-- Task brief --
Return the lines beginning at the one that contains "Where can you see the blue carpet" and running to the end of the records, exactly and with nothing else. Omit pictures.

Entries from a pointing dataset
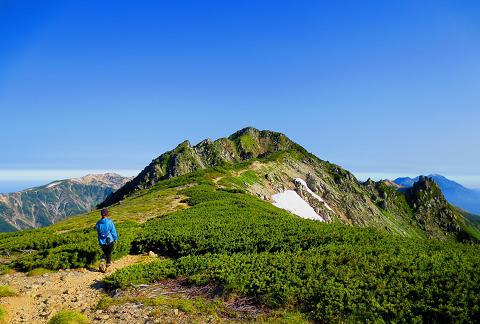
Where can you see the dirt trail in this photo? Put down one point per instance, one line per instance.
(40, 297)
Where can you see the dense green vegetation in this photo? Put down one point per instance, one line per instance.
(56, 250)
(68, 317)
(330, 271)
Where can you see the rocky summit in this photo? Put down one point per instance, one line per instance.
(267, 163)
(45, 205)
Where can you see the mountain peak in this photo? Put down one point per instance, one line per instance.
(245, 144)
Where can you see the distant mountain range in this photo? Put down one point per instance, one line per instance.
(270, 166)
(45, 205)
(456, 194)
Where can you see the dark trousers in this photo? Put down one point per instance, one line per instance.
(107, 252)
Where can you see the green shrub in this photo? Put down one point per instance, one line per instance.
(7, 291)
(3, 314)
(332, 272)
(75, 249)
(337, 282)
(68, 317)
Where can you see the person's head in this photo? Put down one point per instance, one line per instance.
(104, 212)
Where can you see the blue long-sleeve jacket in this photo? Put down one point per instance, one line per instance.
(107, 233)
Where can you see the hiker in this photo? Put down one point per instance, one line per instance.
(107, 236)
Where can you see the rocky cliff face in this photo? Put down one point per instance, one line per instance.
(273, 164)
(245, 144)
(45, 205)
(432, 211)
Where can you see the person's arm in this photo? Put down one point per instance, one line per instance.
(114, 232)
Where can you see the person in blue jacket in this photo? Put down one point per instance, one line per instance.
(107, 235)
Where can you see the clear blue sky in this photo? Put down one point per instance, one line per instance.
(382, 88)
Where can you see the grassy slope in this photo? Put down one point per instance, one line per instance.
(249, 247)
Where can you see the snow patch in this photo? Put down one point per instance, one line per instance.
(310, 191)
(291, 201)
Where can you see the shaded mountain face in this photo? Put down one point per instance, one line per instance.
(455, 193)
(45, 205)
(266, 163)
(245, 144)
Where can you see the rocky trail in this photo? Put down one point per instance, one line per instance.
(40, 297)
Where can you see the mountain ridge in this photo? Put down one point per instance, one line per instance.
(44, 205)
(265, 163)
(457, 194)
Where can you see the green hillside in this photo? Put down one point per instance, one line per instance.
(381, 256)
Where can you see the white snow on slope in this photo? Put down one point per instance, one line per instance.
(304, 184)
(291, 201)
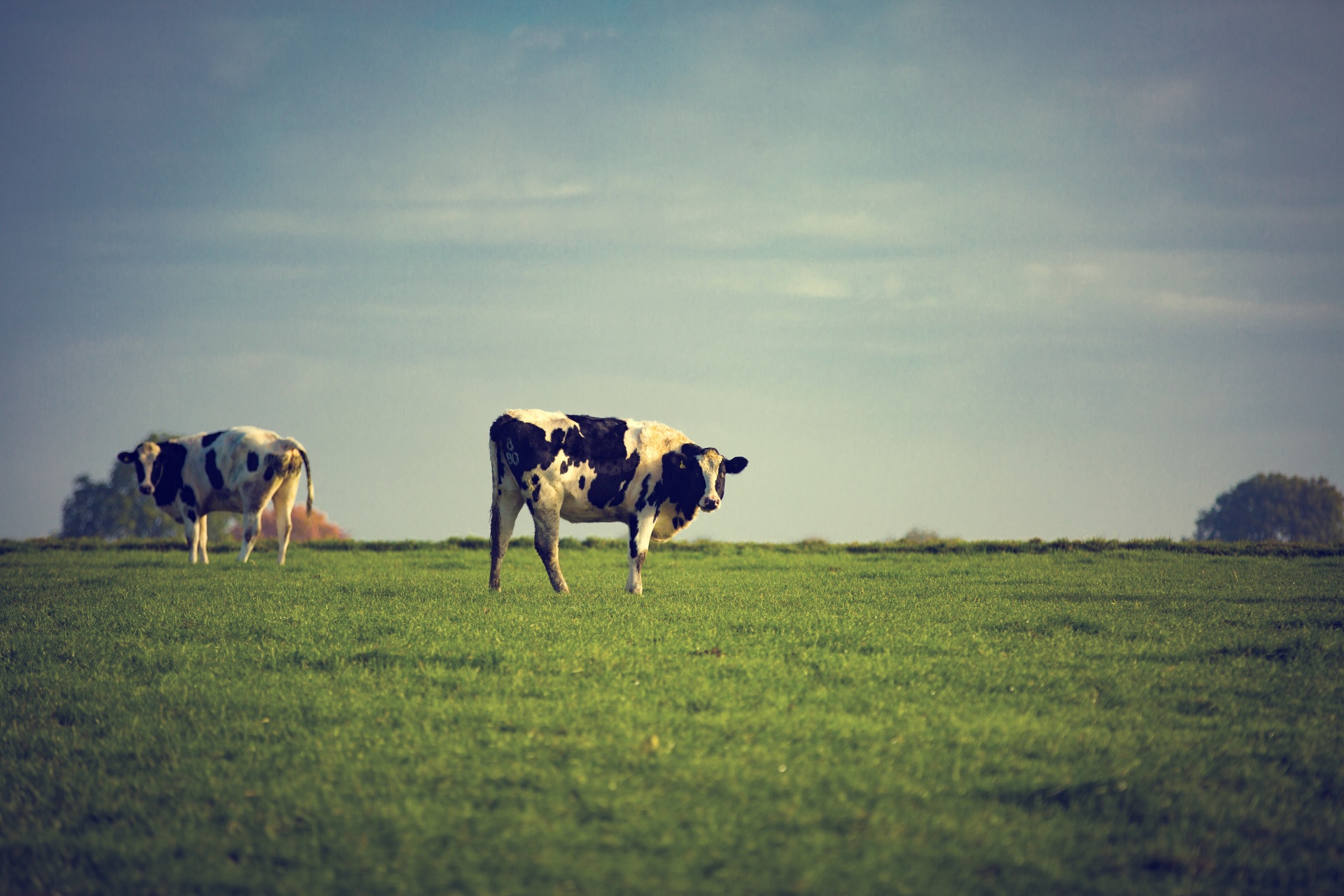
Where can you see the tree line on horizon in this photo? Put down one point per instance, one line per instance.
(1268, 507)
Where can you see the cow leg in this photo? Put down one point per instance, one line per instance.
(546, 522)
(641, 530)
(284, 505)
(190, 528)
(504, 512)
(252, 528)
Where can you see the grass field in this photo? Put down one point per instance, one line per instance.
(761, 720)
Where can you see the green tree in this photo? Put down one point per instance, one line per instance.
(1272, 507)
(116, 508)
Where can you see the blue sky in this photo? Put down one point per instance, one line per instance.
(1002, 270)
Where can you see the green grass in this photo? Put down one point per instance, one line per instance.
(761, 720)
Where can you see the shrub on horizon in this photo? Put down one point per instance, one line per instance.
(1272, 507)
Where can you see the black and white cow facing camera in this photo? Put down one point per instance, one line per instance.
(598, 469)
(238, 470)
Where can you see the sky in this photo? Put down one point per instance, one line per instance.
(997, 270)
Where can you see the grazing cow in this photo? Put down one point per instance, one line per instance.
(597, 469)
(237, 470)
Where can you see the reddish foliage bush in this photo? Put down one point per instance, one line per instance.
(302, 527)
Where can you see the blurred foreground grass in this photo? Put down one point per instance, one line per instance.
(758, 722)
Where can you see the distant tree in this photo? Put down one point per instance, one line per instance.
(1272, 507)
(116, 508)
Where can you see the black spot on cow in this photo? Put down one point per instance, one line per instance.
(167, 472)
(683, 484)
(217, 479)
(600, 442)
(597, 441)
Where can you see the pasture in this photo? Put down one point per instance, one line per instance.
(764, 719)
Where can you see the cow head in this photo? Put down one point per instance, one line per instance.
(148, 470)
(701, 476)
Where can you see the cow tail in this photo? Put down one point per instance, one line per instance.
(308, 476)
(495, 465)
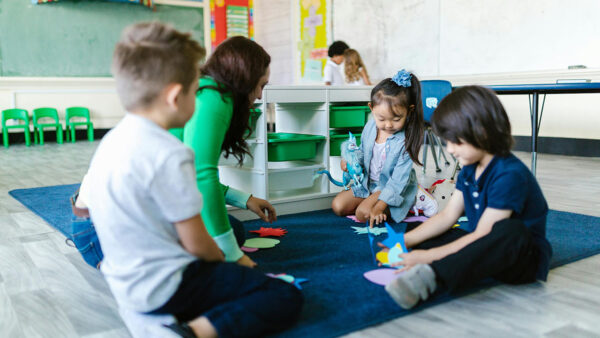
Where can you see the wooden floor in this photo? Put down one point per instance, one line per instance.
(46, 290)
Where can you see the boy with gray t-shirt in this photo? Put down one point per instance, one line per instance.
(158, 256)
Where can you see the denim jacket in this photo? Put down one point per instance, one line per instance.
(398, 180)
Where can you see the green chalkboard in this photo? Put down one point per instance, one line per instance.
(76, 38)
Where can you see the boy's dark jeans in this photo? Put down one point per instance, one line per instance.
(507, 254)
(238, 301)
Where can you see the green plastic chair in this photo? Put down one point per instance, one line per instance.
(38, 128)
(70, 125)
(15, 114)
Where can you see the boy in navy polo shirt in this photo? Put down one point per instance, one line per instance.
(506, 235)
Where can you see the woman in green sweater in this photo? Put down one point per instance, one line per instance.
(231, 80)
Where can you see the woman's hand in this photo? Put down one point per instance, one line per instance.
(246, 261)
(413, 258)
(259, 207)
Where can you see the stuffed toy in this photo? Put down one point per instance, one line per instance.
(441, 191)
(425, 202)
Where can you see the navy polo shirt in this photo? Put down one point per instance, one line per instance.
(507, 183)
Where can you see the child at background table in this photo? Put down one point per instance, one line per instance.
(354, 69)
(332, 73)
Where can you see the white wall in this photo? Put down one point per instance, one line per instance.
(448, 37)
(273, 30)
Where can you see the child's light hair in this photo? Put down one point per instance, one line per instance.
(149, 56)
(352, 64)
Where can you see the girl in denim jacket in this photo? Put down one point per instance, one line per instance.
(390, 143)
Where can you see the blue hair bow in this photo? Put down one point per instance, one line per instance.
(402, 78)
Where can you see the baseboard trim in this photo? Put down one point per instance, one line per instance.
(50, 136)
(560, 146)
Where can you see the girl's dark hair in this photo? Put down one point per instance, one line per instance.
(237, 65)
(390, 93)
(474, 115)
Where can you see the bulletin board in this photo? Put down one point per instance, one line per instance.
(230, 18)
(313, 39)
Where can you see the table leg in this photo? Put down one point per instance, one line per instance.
(534, 130)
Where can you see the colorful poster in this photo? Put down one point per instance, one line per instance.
(312, 46)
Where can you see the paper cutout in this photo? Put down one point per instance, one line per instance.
(415, 219)
(395, 243)
(382, 256)
(394, 253)
(289, 279)
(352, 217)
(275, 232)
(374, 230)
(381, 276)
(261, 243)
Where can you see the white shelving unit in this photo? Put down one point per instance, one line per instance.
(292, 186)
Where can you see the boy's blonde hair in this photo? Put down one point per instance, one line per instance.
(149, 56)
(352, 64)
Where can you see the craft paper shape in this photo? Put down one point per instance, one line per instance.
(381, 276)
(374, 230)
(275, 232)
(415, 219)
(352, 217)
(289, 279)
(261, 243)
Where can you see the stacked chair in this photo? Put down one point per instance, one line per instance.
(44, 118)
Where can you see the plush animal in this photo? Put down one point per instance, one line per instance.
(425, 202)
(441, 191)
(354, 173)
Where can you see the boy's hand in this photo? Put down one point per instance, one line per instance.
(259, 207)
(344, 165)
(246, 261)
(377, 214)
(413, 258)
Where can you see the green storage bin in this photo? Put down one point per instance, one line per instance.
(348, 116)
(254, 115)
(336, 137)
(292, 147)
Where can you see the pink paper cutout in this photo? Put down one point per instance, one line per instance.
(352, 217)
(381, 276)
(415, 219)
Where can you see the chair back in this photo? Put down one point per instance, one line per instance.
(39, 113)
(15, 114)
(432, 92)
(77, 112)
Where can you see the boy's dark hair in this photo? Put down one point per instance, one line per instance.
(237, 65)
(337, 48)
(149, 56)
(389, 93)
(474, 115)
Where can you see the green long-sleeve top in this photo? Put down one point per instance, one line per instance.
(205, 133)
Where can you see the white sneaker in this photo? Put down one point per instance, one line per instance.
(426, 202)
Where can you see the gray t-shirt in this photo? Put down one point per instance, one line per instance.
(142, 181)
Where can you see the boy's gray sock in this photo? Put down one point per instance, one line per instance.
(414, 285)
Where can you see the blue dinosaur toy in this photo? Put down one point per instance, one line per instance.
(350, 153)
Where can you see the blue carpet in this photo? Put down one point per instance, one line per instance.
(323, 248)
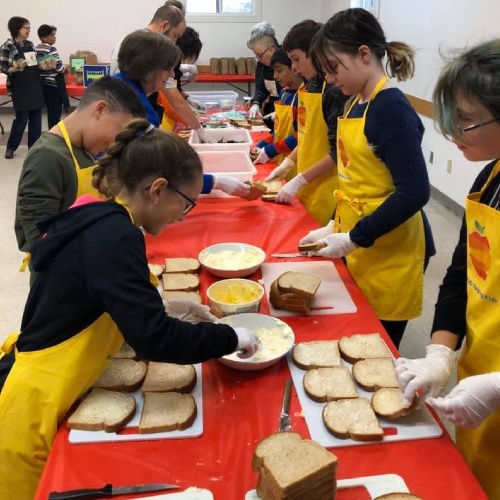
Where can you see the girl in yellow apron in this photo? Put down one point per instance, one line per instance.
(93, 281)
(382, 176)
(467, 101)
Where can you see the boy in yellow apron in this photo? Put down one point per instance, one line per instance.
(382, 175)
(319, 106)
(87, 292)
(280, 143)
(466, 99)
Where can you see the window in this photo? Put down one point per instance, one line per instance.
(223, 10)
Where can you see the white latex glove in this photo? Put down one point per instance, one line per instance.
(471, 401)
(261, 157)
(186, 310)
(254, 111)
(248, 343)
(318, 234)
(195, 104)
(287, 193)
(281, 171)
(337, 245)
(231, 185)
(430, 374)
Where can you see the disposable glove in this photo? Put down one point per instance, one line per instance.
(337, 245)
(186, 310)
(254, 111)
(196, 104)
(318, 234)
(231, 185)
(261, 156)
(248, 343)
(471, 401)
(282, 170)
(287, 193)
(430, 374)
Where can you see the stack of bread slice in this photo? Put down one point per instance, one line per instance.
(294, 291)
(293, 468)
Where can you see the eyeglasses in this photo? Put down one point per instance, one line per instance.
(191, 203)
(478, 125)
(259, 56)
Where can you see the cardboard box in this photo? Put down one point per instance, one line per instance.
(93, 72)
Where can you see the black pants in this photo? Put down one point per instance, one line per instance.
(54, 105)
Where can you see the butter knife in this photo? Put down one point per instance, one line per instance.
(285, 420)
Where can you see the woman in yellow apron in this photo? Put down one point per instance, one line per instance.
(319, 106)
(382, 176)
(86, 289)
(467, 104)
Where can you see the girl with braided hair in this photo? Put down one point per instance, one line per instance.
(89, 298)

-- Problem solution --
Where can you see the blue carpet in this photo? Put down one point per instance, one line per instance.
(323, 248)
Where can you see the girl in yellow apron in this photo? Put down one point per instance, one line per instance.
(93, 281)
(382, 176)
(467, 101)
Where can you see the boy in yellow apron in this photo? Put down one point per instance, one line per instance.
(382, 175)
(319, 106)
(87, 292)
(280, 143)
(466, 99)
Where can you see the window in this photo? Put down one point per instance, one line per instance.
(223, 10)
Where can you see the white latex glove in this photo? Put down one point per instance, one line per instance.
(471, 401)
(261, 157)
(186, 310)
(254, 111)
(248, 343)
(318, 234)
(195, 104)
(287, 193)
(281, 171)
(337, 245)
(231, 185)
(430, 374)
Where can you see the disposable glove in this photo? Put down one point per instance, one line per instance.
(337, 245)
(186, 310)
(254, 111)
(196, 104)
(318, 234)
(231, 185)
(261, 156)
(248, 343)
(471, 401)
(282, 170)
(287, 193)
(430, 374)
Where can you see the stack of bread slice in this photo? Put down one point per instance, one line per instance.
(294, 291)
(293, 468)
Where can you see the eyeglasses in this photo? Put down one point per instance, one line per instance.
(191, 203)
(478, 125)
(259, 56)
Where can you see the cardboard box in this photo? Put down one point per instance, one line per instance.
(93, 72)
Where can you see the black pants in this photo? Put down one point per instance, one line per instance.
(54, 105)
Where can you see the butter knife in this photo? Put down one point per instance, one line per instance.
(285, 420)
Where can you see the woman in yellow apron in this photo? Put down one point per instance, one line per instance.
(319, 106)
(382, 176)
(86, 289)
(467, 104)
Where can you see the girl with braided hair in this photo? Put down one point per instance, one line per instance.
(89, 298)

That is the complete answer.